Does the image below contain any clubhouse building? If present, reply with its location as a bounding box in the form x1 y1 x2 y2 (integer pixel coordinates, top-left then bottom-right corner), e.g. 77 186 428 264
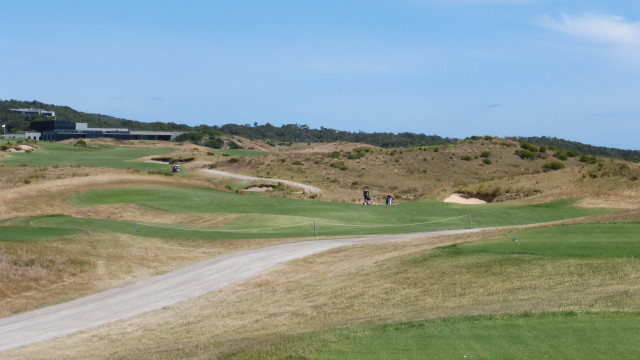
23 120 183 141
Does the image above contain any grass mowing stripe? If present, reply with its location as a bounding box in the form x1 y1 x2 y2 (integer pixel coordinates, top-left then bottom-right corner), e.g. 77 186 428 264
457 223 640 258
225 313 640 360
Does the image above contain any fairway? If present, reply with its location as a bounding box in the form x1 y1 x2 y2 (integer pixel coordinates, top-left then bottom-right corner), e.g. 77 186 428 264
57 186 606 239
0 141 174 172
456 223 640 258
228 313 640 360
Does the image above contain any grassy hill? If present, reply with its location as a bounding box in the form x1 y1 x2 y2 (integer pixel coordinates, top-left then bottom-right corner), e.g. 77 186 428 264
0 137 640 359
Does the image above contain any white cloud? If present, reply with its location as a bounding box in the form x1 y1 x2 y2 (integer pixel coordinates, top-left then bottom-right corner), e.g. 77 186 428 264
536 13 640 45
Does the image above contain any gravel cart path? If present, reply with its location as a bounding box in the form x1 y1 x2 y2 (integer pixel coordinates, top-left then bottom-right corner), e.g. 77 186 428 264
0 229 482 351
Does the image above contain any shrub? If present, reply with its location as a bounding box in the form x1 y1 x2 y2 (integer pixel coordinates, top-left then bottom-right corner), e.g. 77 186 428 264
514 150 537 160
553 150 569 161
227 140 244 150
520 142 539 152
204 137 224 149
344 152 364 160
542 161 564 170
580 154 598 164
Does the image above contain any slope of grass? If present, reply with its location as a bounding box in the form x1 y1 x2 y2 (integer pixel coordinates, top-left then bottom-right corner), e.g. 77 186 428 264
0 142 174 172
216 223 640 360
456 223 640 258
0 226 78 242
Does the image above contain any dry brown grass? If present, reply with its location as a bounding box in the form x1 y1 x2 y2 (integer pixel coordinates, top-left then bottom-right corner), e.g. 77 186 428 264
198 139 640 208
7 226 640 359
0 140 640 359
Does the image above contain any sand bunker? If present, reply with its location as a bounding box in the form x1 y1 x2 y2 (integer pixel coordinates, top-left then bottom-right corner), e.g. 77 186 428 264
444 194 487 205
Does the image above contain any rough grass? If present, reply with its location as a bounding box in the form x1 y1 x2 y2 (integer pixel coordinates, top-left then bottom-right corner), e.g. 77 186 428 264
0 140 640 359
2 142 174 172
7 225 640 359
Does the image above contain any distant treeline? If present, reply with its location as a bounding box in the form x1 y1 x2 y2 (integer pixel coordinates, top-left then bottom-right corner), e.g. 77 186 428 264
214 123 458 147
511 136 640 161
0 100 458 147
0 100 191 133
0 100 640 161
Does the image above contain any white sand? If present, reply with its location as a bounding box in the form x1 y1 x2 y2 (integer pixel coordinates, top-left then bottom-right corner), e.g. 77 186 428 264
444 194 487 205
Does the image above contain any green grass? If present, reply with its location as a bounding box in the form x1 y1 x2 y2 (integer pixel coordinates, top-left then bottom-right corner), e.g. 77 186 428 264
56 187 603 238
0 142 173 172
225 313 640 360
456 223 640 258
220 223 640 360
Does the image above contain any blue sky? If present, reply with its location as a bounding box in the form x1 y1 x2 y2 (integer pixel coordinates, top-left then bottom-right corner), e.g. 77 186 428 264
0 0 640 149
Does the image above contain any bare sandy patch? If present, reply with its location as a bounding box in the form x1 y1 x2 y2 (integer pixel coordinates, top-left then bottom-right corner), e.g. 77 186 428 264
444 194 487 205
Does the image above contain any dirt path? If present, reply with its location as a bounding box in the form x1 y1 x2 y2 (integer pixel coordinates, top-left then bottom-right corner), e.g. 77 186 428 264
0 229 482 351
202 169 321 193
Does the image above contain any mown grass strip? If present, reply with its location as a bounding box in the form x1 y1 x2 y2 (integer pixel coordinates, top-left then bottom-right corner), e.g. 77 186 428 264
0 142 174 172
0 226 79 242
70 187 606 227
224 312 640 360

####################

● **Aim of the task**: Can you reproduce all the items above with every "bounding box" swapped for "rectangle" and everything else left unchanged, omitting the pictures?

● **Exercise response**:
Does the image below contain any clubhouse building? If present, reply with its location as a rectangle in the form x1 y1 x2 y2 (integer pixel coordinates, top-left then bottom-right corner), e.g. 77 186 428 264
23 120 183 141
Does the image above contain any grass mowing stripe? If present, reply with its location as a rectangle in the form x1 y1 x2 y2 (integer pixel coordinates, top-left then bottom-right corner), e.g. 77 186 428 264
457 223 640 258
225 313 640 360
Does the image above contain any fairway? If present, reply with its location as a rectangle in the form x1 y1 x2 y2 (integer pixel coordinates, top-left then bottom-right corner), e.g. 77 186 428 264
57 186 606 239
0 141 174 172
456 223 640 258
228 313 640 360
Does the image above contain any grassy hill? If present, reply with its location as a rectangle in the form x1 y1 x2 y2 (integer pixel coordinates, top-left then bottom-right corner), e.g. 77 186 428 264
0 137 640 359
Does the image above contain any white cloud? If present, reply with its location as a rectangle in the form x1 y1 x2 y2 (integer pixel coordinates, top-left then bottom-right corner), e.g. 77 186 428 264
536 13 640 45
Does the image above contain any gravel cart path? If present, reply with its location as a rectangle in the form x1 y1 x2 y2 (integer pixel coordinates, top-left then bottom-right corner), e.g. 77 186 428 264
0 229 482 351
Does the image above contain any shrub? If present, reply with its location as a rectangle in the form x1 y1 x2 y2 (integer pixel coordinates, top-left then bottom-right corner), e.g. 77 186 428 264
514 150 537 160
553 150 569 161
227 140 244 150
520 142 539 152
204 137 224 149
344 152 364 160
542 161 564 170
580 154 598 164
Does the image above contain any slope of grass? If present, reply with its location as a rectangle in the form x1 y1 x2 y2 (integer pixel coordinates, top-left then bottom-right corner), e.g. 77 186 428 264
0 142 174 172
216 223 640 360
456 223 640 258
0 226 78 242
Does the image above contain any dry brown grass? If present, reply with its location as a rectangle in the form x1 y1 x2 y2 (integer pixel coordinates, top-left then bottom-right corner), e.g. 77 186 428 264
198 139 640 208
7 226 640 359
0 140 640 359
Does the image above contain any sand bunker? If present, reply with its location as a rectangle in the form x1 y1 x2 y2 (integer pixel coordinates, top-left then bottom-right corner), e.g. 77 186 428 264
444 194 487 205
Does the image above contain any rough grass? If present, reply with its location as a rectangle in the form x1 y1 x2 y2 (integer pixel coordinates, top-left then bottom-right corner), e.g. 77 186 428 264
0 140 640 359
2 142 174 172
7 225 640 359
Does the image above contain any distant treeline? If present, reply with its location as a rectangle in the form x1 y1 x2 y2 (integer pixel coordinates, top-left then bottom-right corner), e.g. 77 186 428 264
214 123 458 147
511 136 640 161
0 100 458 147
0 100 191 133
0 100 640 161
Does the image above contain any white sand? If present, reply with its location as a rectangle in the form x1 y1 x2 y2 (integer pixel coordinates, top-left then bottom-right corner), e.g. 77 186 428 264
444 194 487 205
Does the image above contain any green grass? If present, reply with its location as a rectangle in the form x1 y1 x2 y2 (integer pixel coordinates, top-left then bottom-right corner), e.g. 77 186 428 264
56 187 603 238
0 142 173 172
225 313 640 360
456 223 640 258
220 223 640 360
Does the image above contain any blue sky? If present, reply with its location as a rectangle in the form x1 y1 x2 y2 (integer pixel coordinates, top-left then bottom-right corner), e.g. 77 186 428 264
0 0 640 149
Does the image above contain any bare sandy patch? If present, reply with its location as a rectangle in the form x1 y1 x2 y2 (integer pixel coordinates, top-left then bottom-right corner), e.g. 77 186 428 264
444 194 487 205
Does the image above contain any dirt path? If present, reply with its location as a rectangle in the form x1 y1 x2 y2 (integer pixel coordinates, top-left then bottom-right corner), e.g. 77 186 428 264
0 229 482 351
202 169 321 193
Does the image above contain any mown grass strip? If present, reply with its location as a rectangle in the form x1 y1 x2 y2 (integer pixel coordinates, top-left then bottom-right corner), e.g. 77 186 428 264
0 142 174 172
0 226 79 242
70 187 606 227
224 312 640 360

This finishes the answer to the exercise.